### WHAT TO WORK ON
Every line with the string "green" in it belongs in your answer, so copy them all from the data.

=== Begin Enclosure ===

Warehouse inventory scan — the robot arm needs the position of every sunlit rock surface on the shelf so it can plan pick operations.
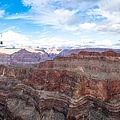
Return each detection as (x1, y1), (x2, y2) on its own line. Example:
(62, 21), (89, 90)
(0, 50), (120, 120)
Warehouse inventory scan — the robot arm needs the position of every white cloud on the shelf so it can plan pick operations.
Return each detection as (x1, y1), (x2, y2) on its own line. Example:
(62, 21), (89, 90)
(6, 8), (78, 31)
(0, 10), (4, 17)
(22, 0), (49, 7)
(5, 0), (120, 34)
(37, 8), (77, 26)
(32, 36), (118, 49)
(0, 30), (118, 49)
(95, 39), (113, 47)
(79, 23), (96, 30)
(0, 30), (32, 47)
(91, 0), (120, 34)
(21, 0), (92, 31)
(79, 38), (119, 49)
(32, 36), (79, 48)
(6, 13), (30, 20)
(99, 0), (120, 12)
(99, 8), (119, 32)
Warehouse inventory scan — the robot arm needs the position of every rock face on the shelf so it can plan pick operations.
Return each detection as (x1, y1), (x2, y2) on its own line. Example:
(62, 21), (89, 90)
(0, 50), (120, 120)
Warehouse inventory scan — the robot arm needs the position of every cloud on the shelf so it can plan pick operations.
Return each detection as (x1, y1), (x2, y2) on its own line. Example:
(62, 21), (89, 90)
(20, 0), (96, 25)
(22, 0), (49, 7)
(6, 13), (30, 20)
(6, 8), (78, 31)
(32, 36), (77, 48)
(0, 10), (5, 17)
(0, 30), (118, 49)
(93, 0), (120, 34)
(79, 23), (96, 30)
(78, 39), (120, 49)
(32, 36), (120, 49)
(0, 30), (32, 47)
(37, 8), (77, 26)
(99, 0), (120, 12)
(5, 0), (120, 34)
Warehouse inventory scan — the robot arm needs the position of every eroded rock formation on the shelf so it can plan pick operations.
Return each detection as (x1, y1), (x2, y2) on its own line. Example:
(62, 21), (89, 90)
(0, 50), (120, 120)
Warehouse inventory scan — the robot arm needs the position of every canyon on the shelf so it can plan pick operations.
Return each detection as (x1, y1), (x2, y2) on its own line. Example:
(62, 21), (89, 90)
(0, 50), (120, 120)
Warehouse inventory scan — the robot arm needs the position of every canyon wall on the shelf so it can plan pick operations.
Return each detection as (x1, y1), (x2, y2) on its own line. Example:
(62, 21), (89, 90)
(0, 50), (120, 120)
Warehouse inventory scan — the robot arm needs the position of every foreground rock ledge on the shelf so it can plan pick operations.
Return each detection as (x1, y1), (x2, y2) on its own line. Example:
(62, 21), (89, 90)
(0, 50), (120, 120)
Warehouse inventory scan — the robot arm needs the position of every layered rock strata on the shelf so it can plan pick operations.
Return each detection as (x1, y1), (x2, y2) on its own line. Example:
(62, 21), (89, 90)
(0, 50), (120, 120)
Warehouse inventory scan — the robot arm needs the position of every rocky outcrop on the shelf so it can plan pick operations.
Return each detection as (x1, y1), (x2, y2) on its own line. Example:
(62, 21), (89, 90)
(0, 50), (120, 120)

=== End Enclosure ===
=== Begin Enclosure ===

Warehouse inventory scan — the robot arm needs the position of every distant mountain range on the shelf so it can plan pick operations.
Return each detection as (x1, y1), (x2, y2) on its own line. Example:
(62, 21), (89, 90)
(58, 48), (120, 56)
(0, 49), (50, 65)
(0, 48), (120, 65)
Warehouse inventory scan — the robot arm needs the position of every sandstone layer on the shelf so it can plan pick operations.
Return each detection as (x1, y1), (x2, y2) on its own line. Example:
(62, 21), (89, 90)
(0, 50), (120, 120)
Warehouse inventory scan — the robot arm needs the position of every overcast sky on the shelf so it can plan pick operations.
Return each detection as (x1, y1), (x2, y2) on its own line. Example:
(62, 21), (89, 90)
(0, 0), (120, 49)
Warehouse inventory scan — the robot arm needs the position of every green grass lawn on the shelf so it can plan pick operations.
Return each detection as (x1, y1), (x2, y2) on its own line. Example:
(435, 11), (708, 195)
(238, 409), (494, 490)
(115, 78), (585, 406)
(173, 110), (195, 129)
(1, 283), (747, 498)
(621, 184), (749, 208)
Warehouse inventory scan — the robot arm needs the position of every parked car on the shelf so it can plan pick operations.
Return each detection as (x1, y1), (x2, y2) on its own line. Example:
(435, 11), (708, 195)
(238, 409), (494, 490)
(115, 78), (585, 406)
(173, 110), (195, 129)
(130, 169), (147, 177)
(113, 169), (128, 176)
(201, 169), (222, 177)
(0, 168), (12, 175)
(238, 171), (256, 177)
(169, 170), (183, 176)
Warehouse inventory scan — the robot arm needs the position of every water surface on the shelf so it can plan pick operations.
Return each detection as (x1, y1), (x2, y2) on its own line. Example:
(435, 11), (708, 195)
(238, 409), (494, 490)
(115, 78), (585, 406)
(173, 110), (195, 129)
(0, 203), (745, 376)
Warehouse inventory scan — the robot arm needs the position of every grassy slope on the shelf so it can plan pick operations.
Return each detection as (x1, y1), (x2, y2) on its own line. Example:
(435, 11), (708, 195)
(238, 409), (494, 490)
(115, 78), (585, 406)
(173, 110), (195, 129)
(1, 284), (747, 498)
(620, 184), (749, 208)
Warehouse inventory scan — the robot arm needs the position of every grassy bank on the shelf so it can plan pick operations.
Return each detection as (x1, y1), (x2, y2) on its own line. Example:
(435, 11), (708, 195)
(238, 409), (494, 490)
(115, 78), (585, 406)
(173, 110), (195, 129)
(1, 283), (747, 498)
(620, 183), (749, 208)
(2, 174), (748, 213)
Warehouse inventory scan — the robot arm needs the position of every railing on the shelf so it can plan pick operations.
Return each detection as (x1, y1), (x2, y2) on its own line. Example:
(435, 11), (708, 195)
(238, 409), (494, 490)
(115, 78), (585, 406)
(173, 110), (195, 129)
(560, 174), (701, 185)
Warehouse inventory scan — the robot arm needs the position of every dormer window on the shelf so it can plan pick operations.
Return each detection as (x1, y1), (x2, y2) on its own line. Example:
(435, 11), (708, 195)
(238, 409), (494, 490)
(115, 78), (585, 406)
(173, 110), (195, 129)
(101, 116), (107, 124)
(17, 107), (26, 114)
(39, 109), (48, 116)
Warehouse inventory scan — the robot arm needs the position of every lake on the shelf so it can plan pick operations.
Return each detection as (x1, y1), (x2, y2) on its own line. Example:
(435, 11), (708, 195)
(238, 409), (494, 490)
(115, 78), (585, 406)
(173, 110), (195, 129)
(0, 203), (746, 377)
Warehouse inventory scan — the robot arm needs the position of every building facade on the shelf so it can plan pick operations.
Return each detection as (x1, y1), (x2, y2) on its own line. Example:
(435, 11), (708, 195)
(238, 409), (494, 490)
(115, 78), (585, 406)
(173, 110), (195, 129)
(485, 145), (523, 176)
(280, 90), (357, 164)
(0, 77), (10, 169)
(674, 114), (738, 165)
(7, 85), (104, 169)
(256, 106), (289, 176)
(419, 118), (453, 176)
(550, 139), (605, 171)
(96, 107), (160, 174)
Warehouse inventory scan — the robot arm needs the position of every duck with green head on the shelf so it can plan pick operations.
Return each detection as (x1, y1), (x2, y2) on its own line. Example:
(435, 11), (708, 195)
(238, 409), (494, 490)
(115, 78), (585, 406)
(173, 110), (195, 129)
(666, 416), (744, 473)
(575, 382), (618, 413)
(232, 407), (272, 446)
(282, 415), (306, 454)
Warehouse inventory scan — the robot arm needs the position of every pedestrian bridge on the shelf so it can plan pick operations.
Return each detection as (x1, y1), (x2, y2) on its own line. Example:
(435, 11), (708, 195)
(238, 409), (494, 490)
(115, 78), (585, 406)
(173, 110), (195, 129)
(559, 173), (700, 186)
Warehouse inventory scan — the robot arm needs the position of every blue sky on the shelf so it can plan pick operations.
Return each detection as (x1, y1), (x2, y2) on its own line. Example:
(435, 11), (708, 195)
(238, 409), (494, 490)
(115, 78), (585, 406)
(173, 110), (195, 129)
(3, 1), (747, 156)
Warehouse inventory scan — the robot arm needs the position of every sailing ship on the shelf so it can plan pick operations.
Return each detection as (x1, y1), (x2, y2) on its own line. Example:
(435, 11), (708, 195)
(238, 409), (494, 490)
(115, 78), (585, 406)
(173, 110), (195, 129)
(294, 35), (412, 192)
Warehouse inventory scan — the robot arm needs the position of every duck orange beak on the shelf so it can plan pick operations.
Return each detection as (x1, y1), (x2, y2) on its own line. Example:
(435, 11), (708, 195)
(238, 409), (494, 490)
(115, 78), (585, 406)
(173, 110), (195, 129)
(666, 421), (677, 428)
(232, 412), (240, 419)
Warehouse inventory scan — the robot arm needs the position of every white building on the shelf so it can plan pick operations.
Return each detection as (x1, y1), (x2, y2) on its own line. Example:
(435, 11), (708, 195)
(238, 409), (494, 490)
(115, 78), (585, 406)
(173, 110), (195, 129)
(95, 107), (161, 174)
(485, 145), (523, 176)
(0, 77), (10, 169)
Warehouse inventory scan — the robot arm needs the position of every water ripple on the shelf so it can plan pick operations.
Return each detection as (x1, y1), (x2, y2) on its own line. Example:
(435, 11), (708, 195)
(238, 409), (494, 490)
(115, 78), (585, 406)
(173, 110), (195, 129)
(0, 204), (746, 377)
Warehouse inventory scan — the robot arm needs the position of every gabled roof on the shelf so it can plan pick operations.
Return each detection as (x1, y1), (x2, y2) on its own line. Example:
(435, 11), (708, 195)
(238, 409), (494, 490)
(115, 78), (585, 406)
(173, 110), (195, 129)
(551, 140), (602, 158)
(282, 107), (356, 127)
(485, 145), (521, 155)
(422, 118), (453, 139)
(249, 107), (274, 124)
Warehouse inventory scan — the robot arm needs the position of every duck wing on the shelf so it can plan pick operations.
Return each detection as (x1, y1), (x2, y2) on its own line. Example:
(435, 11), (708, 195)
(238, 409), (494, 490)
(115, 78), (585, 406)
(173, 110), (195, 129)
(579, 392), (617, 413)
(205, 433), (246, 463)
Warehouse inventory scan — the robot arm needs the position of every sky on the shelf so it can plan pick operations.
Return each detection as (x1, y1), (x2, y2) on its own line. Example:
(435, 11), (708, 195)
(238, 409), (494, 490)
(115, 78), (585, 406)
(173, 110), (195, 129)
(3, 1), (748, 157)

=== End Enclosure ===

### RESPONSE TO THIS EXERCISE
Warehouse inventory scan — the robot arm needs the position of every green grass lawn on the shelf so it can plan pick operations.
Warehouse inventory scan — the robot arm needs the position of every duck with green head on the shelf so it can plan pick operations.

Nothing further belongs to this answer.